PROVIDED TEXT >>

+-------+

Research led by nurses at The Ohio State University Wexner Medical Center found that a new wireless sock monitoring system reduced fall rates among “fall-risk” patients hospitalized at Ohio State’s Brain and Spine Hospital. In fact, none of the patients who were on a fall-risk protocol fell while wearing the socks over 2,211.6 patient-days during the study.
Data was collected on 569 patients who were hospitalized in the major academic medical center’s neurological and neurosurgical units during 13 months of the study period. These units specialize in stroke, orthopedics, neurosurgery, general neurology and epilepsy. Originally planned to enroll 2,500 patients, the study ended early because of the COVID-19 pandemic.
“Patients can fall while they are hospitalized, and this can sometimes lead to injury or death. We know that existing fall prevention measures do not work consistently,” said senior investigator Tammy Moore, Associate Chief Nurse of Ohio State’s Neurological Institute and Medical Surgical. “During our study, we observed zero falls, which was a lower fall rate among the patients wearing these socks than the historical fall rate of 4 falls per 1,000 patient-days.”
During the study period, 5,010 safety events (alarms) were associated with the system. Eleven were reported to be false alarms, indicating 4,999 of the safety events (or 99.8%) were true patient stands, Moore said.
At admission to the hospital, patients’ fall risk scores were assessed by nurses based on the hospital’s assessment tool. All patients enrolled in the study were provided with the socks until discharge or removal from the fall risk protocol, and no other fall prevention system, such as chair or bed alarms or TeleSitter was used for these patients.

+-------+

Dataset entries >>
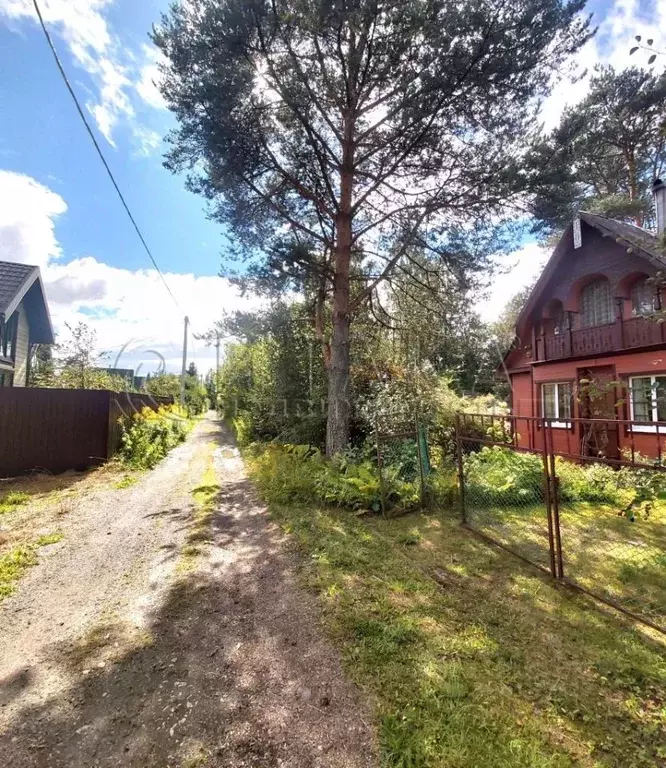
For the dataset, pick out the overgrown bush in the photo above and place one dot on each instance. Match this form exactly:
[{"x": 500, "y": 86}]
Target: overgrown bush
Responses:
[
  {"x": 501, "y": 476},
  {"x": 300, "y": 474},
  {"x": 150, "y": 435}
]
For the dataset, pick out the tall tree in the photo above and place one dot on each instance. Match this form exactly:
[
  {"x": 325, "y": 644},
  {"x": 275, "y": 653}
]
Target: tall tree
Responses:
[
  {"x": 358, "y": 128},
  {"x": 606, "y": 151}
]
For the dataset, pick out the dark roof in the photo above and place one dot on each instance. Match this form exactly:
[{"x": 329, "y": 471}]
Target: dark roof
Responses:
[
  {"x": 23, "y": 283},
  {"x": 646, "y": 243},
  {"x": 13, "y": 277}
]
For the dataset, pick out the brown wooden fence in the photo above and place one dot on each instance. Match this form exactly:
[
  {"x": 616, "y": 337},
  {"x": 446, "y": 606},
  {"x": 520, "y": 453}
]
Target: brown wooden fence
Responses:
[{"x": 55, "y": 430}]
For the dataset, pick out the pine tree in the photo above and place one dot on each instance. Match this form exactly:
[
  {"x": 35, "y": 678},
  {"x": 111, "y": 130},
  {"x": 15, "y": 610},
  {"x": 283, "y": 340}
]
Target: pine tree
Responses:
[{"x": 354, "y": 131}]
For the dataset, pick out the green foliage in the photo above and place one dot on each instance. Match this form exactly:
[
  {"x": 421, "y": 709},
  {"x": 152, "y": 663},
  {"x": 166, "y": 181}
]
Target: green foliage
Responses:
[
  {"x": 300, "y": 474},
  {"x": 11, "y": 500},
  {"x": 150, "y": 435},
  {"x": 17, "y": 560},
  {"x": 76, "y": 364},
  {"x": 359, "y": 195},
  {"x": 164, "y": 385},
  {"x": 273, "y": 385},
  {"x": 605, "y": 152},
  {"x": 473, "y": 660},
  {"x": 506, "y": 477},
  {"x": 502, "y": 476},
  {"x": 168, "y": 385}
]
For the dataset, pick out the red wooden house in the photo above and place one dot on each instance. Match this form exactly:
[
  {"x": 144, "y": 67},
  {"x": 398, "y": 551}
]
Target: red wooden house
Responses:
[{"x": 589, "y": 344}]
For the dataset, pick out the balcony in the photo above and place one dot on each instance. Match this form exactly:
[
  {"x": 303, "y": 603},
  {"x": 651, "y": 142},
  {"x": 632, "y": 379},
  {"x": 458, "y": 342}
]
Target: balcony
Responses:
[{"x": 602, "y": 339}]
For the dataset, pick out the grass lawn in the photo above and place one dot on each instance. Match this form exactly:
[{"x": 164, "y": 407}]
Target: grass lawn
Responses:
[
  {"x": 620, "y": 558},
  {"x": 473, "y": 658},
  {"x": 32, "y": 509}
]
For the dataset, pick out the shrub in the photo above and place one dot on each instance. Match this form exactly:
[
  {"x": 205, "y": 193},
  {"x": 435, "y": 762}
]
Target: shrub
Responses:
[
  {"x": 498, "y": 475},
  {"x": 243, "y": 428},
  {"x": 150, "y": 435},
  {"x": 501, "y": 476}
]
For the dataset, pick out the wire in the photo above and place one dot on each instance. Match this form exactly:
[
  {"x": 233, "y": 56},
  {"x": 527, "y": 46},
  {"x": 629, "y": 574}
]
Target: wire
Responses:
[{"x": 99, "y": 150}]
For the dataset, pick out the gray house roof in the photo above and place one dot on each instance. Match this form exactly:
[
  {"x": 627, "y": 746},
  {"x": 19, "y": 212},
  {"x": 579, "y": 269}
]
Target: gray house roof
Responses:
[
  {"x": 633, "y": 238},
  {"x": 22, "y": 282}
]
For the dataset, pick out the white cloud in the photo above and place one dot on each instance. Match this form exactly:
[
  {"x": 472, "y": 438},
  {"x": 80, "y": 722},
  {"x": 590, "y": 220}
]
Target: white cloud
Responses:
[
  {"x": 148, "y": 141},
  {"x": 150, "y": 77},
  {"x": 117, "y": 73},
  {"x": 618, "y": 26},
  {"x": 28, "y": 211},
  {"x": 516, "y": 270},
  {"x": 125, "y": 307}
]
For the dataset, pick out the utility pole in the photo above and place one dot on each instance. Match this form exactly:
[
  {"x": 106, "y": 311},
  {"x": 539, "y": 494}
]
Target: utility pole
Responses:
[
  {"x": 217, "y": 363},
  {"x": 184, "y": 368}
]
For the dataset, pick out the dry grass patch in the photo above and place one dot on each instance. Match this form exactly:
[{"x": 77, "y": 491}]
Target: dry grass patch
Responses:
[{"x": 475, "y": 659}]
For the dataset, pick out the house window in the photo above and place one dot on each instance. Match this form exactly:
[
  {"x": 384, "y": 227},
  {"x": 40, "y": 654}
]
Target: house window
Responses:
[
  {"x": 595, "y": 304},
  {"x": 648, "y": 398},
  {"x": 561, "y": 322},
  {"x": 556, "y": 402},
  {"x": 644, "y": 299}
]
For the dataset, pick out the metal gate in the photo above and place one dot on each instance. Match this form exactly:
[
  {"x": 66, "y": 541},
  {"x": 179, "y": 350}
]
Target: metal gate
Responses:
[{"x": 596, "y": 523}]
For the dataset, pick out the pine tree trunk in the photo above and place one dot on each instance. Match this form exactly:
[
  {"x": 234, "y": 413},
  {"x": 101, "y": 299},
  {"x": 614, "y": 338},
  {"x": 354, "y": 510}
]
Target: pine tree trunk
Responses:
[{"x": 339, "y": 406}]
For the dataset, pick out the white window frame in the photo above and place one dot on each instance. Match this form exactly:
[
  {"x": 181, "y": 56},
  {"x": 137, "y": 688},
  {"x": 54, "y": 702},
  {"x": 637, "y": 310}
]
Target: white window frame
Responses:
[
  {"x": 555, "y": 421},
  {"x": 645, "y": 426}
]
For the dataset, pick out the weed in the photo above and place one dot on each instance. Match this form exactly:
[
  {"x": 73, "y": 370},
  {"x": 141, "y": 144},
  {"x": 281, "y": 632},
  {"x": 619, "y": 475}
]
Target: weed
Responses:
[
  {"x": 204, "y": 500},
  {"x": 17, "y": 560},
  {"x": 152, "y": 434},
  {"x": 126, "y": 482}
]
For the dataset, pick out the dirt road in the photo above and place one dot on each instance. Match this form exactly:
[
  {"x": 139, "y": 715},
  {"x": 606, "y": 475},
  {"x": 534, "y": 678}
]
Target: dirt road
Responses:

+-------+

ASSIGNMENT >> In the text on the sock monitoring study, rename "socks" to "stockings" in everything from "Research led by" down to "the COVID-19 pandemic.". Give that part back with the change made. The data comes from a separate source.

ANSWER FOR THIS EXERCISE >>
Research led by nurses at The Ohio State University Wexner Medical Center found that a new wireless sock monitoring system reduced fall rates among “fall-risk” patients hospitalized at Ohio State’s Brain and Spine Hospital. In fact, none of the patients who were on a fall-risk protocol fell while wearing the stockings over 2,211.6 patient-days during the study.
Data was collected on 569 patients who were hospitalized in the major academic medical center’s neurological and neurosurgical units during 13 months of the study period. These units specialize in stroke, orthopedics, neurosurgery, general neurology and epilepsy. Originally planned to enroll 2,500 patients, the study ended early because of the COVID-19 pandemic.